**Records for the task:**

'''

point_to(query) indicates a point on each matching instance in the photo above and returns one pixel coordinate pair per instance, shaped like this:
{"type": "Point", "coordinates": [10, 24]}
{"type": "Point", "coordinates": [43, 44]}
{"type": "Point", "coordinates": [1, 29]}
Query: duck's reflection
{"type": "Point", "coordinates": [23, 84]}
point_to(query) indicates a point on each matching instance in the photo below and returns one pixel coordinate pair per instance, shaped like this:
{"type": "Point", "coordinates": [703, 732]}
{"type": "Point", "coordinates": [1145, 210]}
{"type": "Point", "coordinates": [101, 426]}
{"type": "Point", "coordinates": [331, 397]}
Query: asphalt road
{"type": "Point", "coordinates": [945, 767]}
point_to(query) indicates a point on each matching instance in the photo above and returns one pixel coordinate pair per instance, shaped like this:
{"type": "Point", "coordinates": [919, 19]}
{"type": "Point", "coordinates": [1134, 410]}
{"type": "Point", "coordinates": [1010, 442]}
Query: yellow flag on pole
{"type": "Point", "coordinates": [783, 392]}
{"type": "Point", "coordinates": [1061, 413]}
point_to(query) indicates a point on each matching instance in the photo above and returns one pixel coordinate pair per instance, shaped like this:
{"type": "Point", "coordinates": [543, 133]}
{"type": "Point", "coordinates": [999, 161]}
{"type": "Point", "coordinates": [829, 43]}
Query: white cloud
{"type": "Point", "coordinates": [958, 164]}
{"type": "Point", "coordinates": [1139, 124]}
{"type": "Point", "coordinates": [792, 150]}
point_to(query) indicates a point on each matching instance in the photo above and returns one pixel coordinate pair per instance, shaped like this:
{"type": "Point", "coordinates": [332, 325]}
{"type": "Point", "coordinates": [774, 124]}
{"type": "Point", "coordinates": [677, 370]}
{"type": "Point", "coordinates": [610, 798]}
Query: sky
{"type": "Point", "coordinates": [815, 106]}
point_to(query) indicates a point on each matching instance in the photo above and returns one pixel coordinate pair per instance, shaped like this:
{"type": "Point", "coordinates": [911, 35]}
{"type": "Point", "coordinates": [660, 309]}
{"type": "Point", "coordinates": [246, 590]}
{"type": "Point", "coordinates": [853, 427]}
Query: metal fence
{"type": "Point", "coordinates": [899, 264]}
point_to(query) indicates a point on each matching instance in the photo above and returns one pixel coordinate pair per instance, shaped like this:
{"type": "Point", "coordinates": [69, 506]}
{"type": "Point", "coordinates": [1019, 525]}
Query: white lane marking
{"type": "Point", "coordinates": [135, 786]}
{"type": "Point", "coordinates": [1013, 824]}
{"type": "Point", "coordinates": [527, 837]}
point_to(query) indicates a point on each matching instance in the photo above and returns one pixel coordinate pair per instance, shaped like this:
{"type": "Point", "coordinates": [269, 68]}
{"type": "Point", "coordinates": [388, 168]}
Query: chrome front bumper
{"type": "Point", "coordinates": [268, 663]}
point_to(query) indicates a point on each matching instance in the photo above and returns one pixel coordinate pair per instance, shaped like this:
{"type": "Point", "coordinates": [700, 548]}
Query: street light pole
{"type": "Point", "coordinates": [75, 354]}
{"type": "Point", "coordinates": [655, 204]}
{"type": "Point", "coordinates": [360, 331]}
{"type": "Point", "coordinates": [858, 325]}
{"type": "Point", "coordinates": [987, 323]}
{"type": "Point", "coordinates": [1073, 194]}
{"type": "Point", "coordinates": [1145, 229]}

'''

**Exercise objective:**
Extract the data exactly as given.

**Answer to this task:**
point_to(query) indicates a point on each matching instance in the photo above and returns one pixel coordinate pair per instance, shaped like this:
{"type": "Point", "coordinates": [10, 24]}
{"type": "Point", "coordinates": [43, 44]}
{"type": "Point", "coordinates": [1, 29]}
Query: duck's reflection
{"type": "Point", "coordinates": [23, 84]}
point_to(query) indicates a point on each matching instance in the photo below and returns one pixel coordinate pair per instance, shaped like this:
{"type": "Point", "coordinates": [703, 732]}
{"type": "Point", "coordinates": [1145, 210]}
{"type": "Point", "coordinates": [101, 426]}
{"type": "Point", "coordinates": [331, 397]}
Query: asphalt road
{"type": "Point", "coordinates": [945, 767]}
point_to(query) indicates a point on each matching instance in the photo above and returns one pixel coordinate pair per instance, shaped like this:
{"type": "Point", "coordinates": [919, 19]}
{"type": "Point", "coordinates": [1134, 410]}
{"type": "Point", "coordinates": [1010, 442]}
Query: yellow flag on pole
{"type": "Point", "coordinates": [783, 392]}
{"type": "Point", "coordinates": [1061, 413]}
point_to(query) indicates a point on each matching instance in the photo above and returns one pixel coordinate pair per instance, shaped like this:
{"type": "Point", "coordinates": [543, 133]}
{"type": "Point", "coordinates": [999, 161]}
{"type": "Point", "coordinates": [829, 43]}
Query: white cloud
{"type": "Point", "coordinates": [958, 164]}
{"type": "Point", "coordinates": [1139, 124]}
{"type": "Point", "coordinates": [792, 150]}
point_to(query) indicates a point on each matching instance in the photo above and returns one pixel coordinate pair per instance, shaped like this:
{"type": "Point", "coordinates": [332, 325]}
{"type": "Point", "coordinates": [774, 124]}
{"type": "Point", "coordinates": [677, 370]}
{"type": "Point", "coordinates": [610, 798]}
Query: sky
{"type": "Point", "coordinates": [815, 106]}
point_to(query) indicates a point on each matching instance in the photo above and returns one pixel coordinate pair per instance, shaped like this:
{"type": "Point", "coordinates": [911, 35]}
{"type": "Point", "coordinates": [660, 309]}
{"type": "Point", "coordinates": [246, 590]}
{"type": "Point", "coordinates": [853, 427]}
Query: metal fence
{"type": "Point", "coordinates": [899, 264]}
point_to(query) indicates a point on each matching instance in the photo above and returns one pixel coordinate pair per instance, shaped like this:
{"type": "Point", "coordinates": [69, 506]}
{"type": "Point", "coordinates": [1019, 525]}
Query: white lane marking
{"type": "Point", "coordinates": [135, 786]}
{"type": "Point", "coordinates": [1013, 824]}
{"type": "Point", "coordinates": [527, 837]}
point_to(query) indicates a point on each matching instance in the photo above and returns one pixel coordinate pair per instance, shaped like this:
{"type": "Point", "coordinates": [269, 68]}
{"type": "Point", "coordinates": [388, 168]}
Query: chrome front bumper
{"type": "Point", "coordinates": [268, 663]}
point_to(query) indicates a point on each matching instance in the photo above and returns one pixel coordinate pair per instance, shaped like this:
{"type": "Point", "coordinates": [700, 548]}
Query: street light pole
{"type": "Point", "coordinates": [75, 354]}
{"type": "Point", "coordinates": [655, 204]}
{"type": "Point", "coordinates": [360, 331]}
{"type": "Point", "coordinates": [858, 325]}
{"type": "Point", "coordinates": [987, 323]}
{"type": "Point", "coordinates": [1073, 194]}
{"type": "Point", "coordinates": [1145, 229]}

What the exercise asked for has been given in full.